## Stated exercise
Pick out and copy every line of the material that contains the word "safety". Case counts, so a match must have the same capitalization.

----

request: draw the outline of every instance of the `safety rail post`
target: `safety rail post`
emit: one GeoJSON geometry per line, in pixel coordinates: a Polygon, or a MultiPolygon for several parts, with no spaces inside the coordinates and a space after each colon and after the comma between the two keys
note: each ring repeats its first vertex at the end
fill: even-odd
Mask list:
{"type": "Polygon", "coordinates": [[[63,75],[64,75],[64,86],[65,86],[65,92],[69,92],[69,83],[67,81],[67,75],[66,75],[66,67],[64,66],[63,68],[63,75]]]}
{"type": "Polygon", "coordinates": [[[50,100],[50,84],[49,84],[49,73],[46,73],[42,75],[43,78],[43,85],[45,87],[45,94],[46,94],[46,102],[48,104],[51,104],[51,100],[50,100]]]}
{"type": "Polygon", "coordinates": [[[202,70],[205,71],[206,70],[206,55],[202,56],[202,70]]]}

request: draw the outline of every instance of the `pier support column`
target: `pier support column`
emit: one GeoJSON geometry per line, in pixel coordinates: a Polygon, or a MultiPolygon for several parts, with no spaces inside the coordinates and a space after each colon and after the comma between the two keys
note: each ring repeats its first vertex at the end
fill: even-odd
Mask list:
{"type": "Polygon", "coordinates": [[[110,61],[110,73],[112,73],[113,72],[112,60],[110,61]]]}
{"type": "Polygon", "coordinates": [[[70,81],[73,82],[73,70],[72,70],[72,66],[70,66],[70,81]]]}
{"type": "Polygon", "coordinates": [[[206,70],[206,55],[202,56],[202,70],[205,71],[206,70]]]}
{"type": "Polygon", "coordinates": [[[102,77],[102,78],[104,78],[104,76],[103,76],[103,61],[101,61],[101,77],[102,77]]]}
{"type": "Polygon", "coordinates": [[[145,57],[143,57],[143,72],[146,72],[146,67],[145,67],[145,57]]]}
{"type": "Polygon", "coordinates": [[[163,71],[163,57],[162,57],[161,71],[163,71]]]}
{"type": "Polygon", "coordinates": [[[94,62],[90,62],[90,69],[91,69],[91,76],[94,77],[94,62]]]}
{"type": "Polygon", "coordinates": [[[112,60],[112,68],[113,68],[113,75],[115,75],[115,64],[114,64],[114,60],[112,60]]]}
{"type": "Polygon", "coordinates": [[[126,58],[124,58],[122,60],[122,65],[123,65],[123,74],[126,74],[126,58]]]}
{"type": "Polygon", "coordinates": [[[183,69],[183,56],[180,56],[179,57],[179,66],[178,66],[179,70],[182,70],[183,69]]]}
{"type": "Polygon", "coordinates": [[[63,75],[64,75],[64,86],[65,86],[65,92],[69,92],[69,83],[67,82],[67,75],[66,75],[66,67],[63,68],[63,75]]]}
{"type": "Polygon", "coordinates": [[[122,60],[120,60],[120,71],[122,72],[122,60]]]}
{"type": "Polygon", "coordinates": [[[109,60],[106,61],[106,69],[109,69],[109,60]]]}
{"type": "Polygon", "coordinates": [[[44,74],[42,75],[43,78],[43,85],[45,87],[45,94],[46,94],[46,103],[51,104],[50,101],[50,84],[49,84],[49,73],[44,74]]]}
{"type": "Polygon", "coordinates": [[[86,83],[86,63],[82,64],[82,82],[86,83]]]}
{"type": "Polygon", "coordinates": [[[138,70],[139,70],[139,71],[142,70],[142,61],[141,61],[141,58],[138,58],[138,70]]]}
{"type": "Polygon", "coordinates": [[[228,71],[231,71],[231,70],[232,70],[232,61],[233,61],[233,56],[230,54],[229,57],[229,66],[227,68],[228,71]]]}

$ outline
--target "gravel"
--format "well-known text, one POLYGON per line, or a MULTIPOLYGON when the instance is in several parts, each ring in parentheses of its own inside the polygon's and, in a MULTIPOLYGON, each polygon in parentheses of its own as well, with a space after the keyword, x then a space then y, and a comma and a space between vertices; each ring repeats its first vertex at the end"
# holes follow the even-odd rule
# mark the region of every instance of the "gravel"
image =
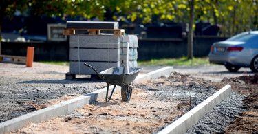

----

## Exercise result
request: draw the outline of every instance of the `safety rail post`
target: `safety rail post`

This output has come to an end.